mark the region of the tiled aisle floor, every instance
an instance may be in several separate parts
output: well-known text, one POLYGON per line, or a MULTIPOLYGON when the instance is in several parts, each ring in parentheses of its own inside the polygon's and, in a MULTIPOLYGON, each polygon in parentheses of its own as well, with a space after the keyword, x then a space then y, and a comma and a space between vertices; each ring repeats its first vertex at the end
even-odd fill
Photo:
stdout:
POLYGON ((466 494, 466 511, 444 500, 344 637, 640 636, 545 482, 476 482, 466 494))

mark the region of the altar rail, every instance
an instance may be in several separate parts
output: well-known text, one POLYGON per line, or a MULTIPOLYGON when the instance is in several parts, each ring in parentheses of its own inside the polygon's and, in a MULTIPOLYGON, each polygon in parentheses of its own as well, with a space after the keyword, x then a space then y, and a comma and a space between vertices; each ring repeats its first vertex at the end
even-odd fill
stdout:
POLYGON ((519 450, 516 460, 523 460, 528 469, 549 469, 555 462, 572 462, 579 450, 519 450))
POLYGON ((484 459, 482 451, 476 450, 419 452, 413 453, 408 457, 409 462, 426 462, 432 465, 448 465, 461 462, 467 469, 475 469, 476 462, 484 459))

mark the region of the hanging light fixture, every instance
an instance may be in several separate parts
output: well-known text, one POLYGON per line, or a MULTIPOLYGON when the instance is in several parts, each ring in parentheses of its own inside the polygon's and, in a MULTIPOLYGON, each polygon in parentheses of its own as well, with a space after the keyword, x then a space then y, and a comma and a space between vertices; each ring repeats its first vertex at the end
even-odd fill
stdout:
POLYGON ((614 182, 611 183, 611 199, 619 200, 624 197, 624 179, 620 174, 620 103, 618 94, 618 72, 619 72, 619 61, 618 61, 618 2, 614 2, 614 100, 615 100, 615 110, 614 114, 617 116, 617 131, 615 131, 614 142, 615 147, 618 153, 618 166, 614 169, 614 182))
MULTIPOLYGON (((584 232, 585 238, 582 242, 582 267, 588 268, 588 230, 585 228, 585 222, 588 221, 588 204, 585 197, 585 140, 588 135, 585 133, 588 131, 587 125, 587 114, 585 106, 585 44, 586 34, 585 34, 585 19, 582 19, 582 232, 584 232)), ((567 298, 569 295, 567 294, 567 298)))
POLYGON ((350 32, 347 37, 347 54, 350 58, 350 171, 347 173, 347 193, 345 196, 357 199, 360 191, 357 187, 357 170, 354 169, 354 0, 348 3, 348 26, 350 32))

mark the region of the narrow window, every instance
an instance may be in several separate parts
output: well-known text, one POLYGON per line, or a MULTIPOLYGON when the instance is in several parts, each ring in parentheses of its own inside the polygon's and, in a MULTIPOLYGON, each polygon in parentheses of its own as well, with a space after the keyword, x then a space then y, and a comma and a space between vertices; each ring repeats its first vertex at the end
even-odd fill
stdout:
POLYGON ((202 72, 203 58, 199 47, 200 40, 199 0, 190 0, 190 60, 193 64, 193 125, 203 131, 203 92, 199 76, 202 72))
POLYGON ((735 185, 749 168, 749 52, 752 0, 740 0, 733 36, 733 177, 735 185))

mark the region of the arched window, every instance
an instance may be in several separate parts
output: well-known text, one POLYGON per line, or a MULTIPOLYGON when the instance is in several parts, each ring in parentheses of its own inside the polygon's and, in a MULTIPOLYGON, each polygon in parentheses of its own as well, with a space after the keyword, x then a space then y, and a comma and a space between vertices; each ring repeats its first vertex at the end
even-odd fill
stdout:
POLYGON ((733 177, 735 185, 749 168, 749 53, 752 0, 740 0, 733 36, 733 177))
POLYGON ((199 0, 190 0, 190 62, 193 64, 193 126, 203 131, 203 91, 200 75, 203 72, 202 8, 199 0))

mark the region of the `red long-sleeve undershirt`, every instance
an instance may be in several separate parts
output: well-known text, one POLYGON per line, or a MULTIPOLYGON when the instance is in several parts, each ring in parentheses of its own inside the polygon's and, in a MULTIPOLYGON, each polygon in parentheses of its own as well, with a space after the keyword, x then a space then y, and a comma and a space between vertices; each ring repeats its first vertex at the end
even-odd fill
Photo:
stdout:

**WHAT YOU HAVE TO DO**
Extract every line of the data above and reproduce each one verbatim, in its original order.

**RESPONSE BELOW**
mark the region of the tiled aisle floor, every instance
an instance may be in several separate parts
output: well-known text, one POLYGON per line, or a MULTIPOLYGON when the instance is in several parts, each ring in parentheses of its own inside the polygon's and, in a MULTIPOLYGON, each polygon in parentheses of its own as well, with a space after the keyword, x then a space then y, and a comma and a space between vertices; each ring repeats its first vertex at the end
even-odd fill
Photo:
stdout:
POLYGON ((466 494, 466 511, 444 500, 344 637, 640 636, 545 482, 476 482, 466 494))

mark the region of the altar rail, every instance
an instance may be in several separate parts
output: well-known text, one POLYGON per line, or a MULTIPOLYGON when the instance is in several parts, each ring in parentheses of its own inside the polygon's and, in a MULTIPOLYGON, each polygon in parentheses of its own as well, with a space after the keyword, x then a space then y, and a comma and a space between vertices; each ring repeats its first vertex at the end
even-odd fill
stdout:
POLYGON ((519 450, 516 460, 523 460, 528 469, 549 469, 555 462, 572 462, 579 450, 519 450))
POLYGON ((484 459, 482 451, 476 450, 419 452, 413 453, 408 457, 409 462, 426 462, 432 465, 448 465, 461 462, 467 469, 475 469, 476 462, 484 459))

mark the region of the hanging light fixture, every instance
an instance may be in several separate parts
output: well-known text, one POLYGON per line, or a MULTIPOLYGON when the instance is in several parts, each ring in parentheses of its own inside the polygon's and, in a MULTIPOLYGON, each polygon in parentheses of its own as well, with a space after the keyword, x then a space then y, and a comma and a space between vertices; each ring repeats its first vertex at the end
even-odd fill
stdout:
POLYGON ((614 182, 611 183, 611 199, 619 200, 624 197, 624 179, 620 174, 620 103, 618 94, 618 72, 619 72, 619 61, 618 61, 618 2, 614 2, 614 100, 615 100, 615 110, 614 114, 617 116, 617 131, 615 131, 614 142, 615 147, 618 153, 618 166, 614 169, 614 182))
MULTIPOLYGON (((584 232, 585 238, 582 242, 582 267, 588 268, 588 230, 585 228, 585 222, 588 221, 588 204, 585 197, 585 140, 588 135, 585 133, 588 131, 587 125, 587 114, 585 106, 585 44, 586 34, 585 34, 585 19, 582 19, 582 232, 584 232)), ((567 298, 569 295, 567 294, 567 298)))
POLYGON ((350 32, 347 37, 347 54, 350 58, 350 171, 347 173, 347 193, 345 196, 357 199, 360 191, 357 187, 357 170, 354 169, 354 0, 348 3, 348 26, 350 32))

mark the region of the narrow window, every instance
an instance may be in several separate parts
output: well-known text, one POLYGON per line, or a MULTIPOLYGON when the instance is in several parts, each ring in parentheses of its own inside the polygon's and, in a MULTIPOLYGON, each polygon in parentheses of its own as well, with a space after the keyword, x then a space then y, and a comma and a space between vertices; each ring repeats its first vertex at the end
even-odd fill
stdout:
POLYGON ((202 72, 203 58, 199 47, 200 40, 199 0, 190 0, 190 60, 193 64, 193 125, 203 131, 203 92, 199 76, 202 72))
POLYGON ((735 185, 749 168, 749 52, 752 0, 740 0, 733 36, 733 177, 735 185))

mark the region of the arched window, every instance
an instance may be in several separate parts
output: well-known text, one POLYGON per line, or a MULTIPOLYGON when the instance is in several parts, each ring in parentheses of its own inside the polygon's and, in a MULTIPOLYGON, each polygon in parentheses of its own as well, with a space after the keyword, x then a space then y, and a comma and a space between vertices; each ring repeats its first vertex at the end
even-odd fill
stdout:
POLYGON ((733 177, 735 185, 749 168, 749 53, 752 0, 740 0, 733 36, 733 177))
POLYGON ((199 0, 190 0, 190 62, 193 64, 193 126, 203 131, 203 91, 200 75, 203 72, 202 8, 199 0))

mark the region of the `red long-sleeve undershirt`, every instance
an instance may be in several separate parts
output: well-known text, one POLYGON per line, or a MULTIPOLYGON when the instance is in several parts, each ring in parentheses of its own inside the polygon's and, in a MULTIPOLYGON, each polygon in parentheses of its own as well, with a space after the keyword, x then a space then y, and a comma and a space between vertices; each ring repeats its first vertex at the end
even-odd fill
Photo:
stdout:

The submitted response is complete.